> Work request: At the line containing "Objective: one point per instance of the man's face", begin repeating lines exactly, and stop only after the final line of the records below.

> Material provided:
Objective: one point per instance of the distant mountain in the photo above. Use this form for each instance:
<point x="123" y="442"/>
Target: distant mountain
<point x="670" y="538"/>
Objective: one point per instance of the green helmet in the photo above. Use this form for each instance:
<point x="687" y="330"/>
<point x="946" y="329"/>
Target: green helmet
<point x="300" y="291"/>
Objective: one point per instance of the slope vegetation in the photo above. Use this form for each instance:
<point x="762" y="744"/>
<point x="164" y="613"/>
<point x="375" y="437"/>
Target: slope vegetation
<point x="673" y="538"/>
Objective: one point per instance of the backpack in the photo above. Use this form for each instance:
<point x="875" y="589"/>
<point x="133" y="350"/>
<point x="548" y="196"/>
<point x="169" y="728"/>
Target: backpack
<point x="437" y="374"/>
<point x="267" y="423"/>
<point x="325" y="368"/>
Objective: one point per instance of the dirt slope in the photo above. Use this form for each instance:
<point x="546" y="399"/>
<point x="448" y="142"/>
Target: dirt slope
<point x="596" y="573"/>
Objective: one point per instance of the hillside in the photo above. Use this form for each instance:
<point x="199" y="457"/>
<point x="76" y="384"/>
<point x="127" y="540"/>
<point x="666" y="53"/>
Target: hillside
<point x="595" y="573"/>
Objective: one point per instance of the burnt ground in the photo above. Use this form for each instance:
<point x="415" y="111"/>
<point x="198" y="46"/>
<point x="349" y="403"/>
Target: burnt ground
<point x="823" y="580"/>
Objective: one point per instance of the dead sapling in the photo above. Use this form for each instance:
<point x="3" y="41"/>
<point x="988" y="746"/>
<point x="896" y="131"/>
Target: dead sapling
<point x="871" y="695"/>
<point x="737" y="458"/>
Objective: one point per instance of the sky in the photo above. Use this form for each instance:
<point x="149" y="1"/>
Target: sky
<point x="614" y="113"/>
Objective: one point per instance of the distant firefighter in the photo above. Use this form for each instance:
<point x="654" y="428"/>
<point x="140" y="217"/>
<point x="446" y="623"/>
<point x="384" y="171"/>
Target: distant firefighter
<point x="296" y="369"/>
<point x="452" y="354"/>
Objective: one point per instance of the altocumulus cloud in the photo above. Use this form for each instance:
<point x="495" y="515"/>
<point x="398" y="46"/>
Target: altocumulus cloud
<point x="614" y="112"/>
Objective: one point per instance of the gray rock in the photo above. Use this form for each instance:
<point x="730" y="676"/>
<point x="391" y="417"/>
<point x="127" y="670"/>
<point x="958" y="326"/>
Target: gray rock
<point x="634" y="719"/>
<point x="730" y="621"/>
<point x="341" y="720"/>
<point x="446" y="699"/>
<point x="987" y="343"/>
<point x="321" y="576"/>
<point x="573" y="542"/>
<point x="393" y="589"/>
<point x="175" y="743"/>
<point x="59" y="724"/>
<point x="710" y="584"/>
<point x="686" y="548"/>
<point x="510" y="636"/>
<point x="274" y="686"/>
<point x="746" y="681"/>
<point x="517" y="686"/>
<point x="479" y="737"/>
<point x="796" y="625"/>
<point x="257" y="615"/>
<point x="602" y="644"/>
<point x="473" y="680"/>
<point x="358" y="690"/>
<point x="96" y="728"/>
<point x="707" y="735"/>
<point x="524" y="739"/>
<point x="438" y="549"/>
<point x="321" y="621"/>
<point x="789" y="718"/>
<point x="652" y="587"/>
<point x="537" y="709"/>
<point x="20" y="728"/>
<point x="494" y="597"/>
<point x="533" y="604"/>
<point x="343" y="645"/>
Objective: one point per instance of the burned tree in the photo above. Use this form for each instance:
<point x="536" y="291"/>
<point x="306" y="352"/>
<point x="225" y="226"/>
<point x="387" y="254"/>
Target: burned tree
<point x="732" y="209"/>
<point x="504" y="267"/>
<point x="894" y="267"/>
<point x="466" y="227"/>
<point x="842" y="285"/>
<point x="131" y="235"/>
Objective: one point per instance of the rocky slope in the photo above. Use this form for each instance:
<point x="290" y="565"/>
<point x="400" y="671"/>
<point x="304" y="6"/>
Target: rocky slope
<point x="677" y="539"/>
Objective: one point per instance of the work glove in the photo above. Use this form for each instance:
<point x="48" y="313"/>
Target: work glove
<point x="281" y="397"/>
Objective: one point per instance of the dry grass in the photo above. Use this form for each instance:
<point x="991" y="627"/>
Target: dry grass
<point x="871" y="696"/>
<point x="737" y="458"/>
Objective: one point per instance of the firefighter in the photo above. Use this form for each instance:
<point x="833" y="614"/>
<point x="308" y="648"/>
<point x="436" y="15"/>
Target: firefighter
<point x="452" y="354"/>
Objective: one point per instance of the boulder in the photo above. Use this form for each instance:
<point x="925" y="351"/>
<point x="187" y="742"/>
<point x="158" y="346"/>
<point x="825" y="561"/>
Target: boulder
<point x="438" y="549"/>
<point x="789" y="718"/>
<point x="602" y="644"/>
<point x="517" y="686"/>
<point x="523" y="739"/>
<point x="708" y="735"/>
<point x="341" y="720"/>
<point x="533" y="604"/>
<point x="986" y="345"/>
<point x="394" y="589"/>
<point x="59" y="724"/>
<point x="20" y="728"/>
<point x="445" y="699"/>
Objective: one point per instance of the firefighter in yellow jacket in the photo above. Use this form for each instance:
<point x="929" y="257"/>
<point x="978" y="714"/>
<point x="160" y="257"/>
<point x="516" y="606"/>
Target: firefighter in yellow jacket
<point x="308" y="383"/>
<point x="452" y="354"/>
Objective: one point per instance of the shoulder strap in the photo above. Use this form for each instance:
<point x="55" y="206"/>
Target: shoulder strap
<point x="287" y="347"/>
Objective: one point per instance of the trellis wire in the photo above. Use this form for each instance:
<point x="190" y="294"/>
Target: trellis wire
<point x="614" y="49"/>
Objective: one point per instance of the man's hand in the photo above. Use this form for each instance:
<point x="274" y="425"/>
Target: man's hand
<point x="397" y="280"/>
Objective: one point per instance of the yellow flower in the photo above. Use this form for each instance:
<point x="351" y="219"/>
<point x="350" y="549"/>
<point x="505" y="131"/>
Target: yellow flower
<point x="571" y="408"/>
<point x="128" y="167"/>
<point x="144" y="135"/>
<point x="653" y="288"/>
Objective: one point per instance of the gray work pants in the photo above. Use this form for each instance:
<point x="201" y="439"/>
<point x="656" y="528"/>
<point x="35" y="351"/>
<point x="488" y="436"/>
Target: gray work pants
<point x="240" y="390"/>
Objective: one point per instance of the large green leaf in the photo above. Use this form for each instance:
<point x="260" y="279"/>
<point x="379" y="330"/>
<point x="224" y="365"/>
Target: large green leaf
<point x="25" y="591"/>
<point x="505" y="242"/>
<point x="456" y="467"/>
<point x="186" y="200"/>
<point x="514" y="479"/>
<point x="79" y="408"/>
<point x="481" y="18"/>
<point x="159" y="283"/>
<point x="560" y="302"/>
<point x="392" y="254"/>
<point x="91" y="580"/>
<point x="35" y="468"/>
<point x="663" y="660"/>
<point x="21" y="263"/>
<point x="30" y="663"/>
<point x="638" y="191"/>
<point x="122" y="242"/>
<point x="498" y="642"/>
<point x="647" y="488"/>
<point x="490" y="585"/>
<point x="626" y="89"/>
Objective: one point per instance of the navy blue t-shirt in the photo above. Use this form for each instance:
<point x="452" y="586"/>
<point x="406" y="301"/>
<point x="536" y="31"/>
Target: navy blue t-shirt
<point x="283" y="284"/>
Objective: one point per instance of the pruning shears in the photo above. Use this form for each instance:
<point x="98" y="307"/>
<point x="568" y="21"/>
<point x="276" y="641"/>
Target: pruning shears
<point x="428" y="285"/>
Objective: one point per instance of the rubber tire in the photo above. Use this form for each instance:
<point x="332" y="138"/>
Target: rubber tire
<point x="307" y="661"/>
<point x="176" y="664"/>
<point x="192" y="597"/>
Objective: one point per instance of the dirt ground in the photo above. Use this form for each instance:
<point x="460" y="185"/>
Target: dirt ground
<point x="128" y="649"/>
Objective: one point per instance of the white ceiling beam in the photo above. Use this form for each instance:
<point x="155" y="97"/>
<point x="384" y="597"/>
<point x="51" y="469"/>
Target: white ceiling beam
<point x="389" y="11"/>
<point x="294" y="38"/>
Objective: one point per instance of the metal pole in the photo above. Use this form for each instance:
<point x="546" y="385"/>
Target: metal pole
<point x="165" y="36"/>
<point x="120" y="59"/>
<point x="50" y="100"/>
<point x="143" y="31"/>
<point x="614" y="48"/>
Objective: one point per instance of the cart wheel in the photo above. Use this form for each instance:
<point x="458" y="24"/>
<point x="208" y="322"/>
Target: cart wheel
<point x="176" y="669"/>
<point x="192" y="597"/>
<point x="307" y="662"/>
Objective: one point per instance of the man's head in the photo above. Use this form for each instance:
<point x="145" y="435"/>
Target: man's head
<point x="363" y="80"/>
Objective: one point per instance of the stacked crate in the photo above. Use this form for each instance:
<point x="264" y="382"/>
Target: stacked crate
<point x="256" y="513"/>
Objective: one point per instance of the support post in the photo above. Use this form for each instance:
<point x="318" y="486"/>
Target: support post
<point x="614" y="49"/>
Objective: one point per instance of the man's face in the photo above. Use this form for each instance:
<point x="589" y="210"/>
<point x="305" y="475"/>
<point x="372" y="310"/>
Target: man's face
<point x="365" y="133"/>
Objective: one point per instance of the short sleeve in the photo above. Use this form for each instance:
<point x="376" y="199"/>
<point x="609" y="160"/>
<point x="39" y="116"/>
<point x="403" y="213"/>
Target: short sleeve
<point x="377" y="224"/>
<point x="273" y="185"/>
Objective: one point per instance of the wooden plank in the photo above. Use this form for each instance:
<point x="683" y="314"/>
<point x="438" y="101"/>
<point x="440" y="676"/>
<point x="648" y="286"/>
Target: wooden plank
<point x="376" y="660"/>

> Reply to the exercise:
Objective: one point per instance of the man's face in the photo above. Use this form for each instance:
<point x="589" y="210"/>
<point x="305" y="475"/>
<point x="372" y="310"/>
Target: man's face
<point x="365" y="133"/>
Objective: one point per instance of the short sleeve in the photo above. Use this form for each instance:
<point x="376" y="199"/>
<point x="609" y="160"/>
<point x="39" y="116"/>
<point x="403" y="213"/>
Target: short sleeve
<point x="377" y="224"/>
<point x="273" y="185"/>
Objective: one point per instance of the wooden plank in the photo above. Use this form for each instance:
<point x="683" y="314"/>
<point x="438" y="101"/>
<point x="440" y="676"/>
<point x="648" y="286"/>
Target: wooden plank
<point x="376" y="660"/>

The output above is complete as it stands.